● Challenge
Take the stretch of rows from the line containing "Exercise. Tag every instance of the brown" through the line containing "Exercise. Tag every instance of the sousaphone". Write those lines out again with "street lamp" swapped for "lamppost" and everything else left as it is.

####################

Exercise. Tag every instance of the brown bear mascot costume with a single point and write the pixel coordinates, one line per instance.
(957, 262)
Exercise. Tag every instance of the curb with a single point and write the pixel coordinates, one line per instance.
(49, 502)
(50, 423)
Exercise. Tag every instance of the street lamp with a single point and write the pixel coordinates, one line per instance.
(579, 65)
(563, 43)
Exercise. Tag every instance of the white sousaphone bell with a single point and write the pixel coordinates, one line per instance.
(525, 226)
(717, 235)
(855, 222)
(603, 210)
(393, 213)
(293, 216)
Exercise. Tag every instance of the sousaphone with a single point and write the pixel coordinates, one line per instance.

####################

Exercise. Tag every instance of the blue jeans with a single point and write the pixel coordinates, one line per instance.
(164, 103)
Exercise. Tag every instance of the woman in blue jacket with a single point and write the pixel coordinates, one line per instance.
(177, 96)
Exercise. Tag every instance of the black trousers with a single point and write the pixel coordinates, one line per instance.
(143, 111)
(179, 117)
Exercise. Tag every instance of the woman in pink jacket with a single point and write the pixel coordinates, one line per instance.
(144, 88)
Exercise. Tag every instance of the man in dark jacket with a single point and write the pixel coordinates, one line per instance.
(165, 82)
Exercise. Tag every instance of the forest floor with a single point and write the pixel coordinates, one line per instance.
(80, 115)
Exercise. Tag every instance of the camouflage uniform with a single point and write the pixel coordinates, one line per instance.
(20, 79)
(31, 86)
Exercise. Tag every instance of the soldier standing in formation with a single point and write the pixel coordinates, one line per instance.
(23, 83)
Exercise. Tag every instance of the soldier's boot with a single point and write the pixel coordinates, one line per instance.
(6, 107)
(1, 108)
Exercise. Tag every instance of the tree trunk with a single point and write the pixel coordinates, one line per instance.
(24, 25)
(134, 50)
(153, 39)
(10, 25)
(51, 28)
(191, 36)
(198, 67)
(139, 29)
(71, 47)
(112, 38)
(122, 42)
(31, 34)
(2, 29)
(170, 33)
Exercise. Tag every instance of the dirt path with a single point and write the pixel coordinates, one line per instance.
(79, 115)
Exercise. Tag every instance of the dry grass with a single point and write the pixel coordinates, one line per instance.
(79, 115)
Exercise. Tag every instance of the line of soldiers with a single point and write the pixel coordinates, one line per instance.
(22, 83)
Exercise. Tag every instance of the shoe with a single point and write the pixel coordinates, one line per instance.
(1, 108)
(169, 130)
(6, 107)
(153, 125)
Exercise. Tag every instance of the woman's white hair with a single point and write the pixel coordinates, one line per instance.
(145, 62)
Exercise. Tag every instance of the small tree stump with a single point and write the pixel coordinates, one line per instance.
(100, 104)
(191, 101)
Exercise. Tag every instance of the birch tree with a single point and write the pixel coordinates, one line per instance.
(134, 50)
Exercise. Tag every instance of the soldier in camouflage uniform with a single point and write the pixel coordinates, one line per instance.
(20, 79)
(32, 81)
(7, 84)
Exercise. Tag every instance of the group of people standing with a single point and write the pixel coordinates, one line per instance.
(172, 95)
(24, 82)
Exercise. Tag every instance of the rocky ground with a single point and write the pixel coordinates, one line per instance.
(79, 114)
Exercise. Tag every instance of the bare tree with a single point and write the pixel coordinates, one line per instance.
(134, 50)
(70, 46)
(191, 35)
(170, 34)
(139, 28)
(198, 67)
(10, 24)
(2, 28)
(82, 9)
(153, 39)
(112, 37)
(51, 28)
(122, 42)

####################

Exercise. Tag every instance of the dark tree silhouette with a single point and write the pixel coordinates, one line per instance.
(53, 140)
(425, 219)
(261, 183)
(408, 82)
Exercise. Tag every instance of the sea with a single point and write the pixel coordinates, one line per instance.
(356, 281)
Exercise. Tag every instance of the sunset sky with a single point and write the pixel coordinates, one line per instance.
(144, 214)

####################

● Exercise result
Exercise. Tag every instance of the brown bear mascot costume with a single point and write the pixel coordinates, one line per instance.
(957, 262)
Exercise. Tag every instance of the curb with a single point and write the pixel coordinates, one line per instance.
(49, 502)
(50, 423)
Exercise. Tag every instance of the lamppost with a single point and write the pixel coordinates, one line per instance.
(579, 65)
(563, 43)
Exercise. Tag every instance of the white sousaphone bell with a single point and write the pixel coordinates, one line per instance.
(525, 226)
(717, 235)
(855, 222)
(603, 210)
(393, 213)
(293, 216)
Exercise. Tag every instance of the sousaphone with a single point and write the pixel coordinates, one line per instance.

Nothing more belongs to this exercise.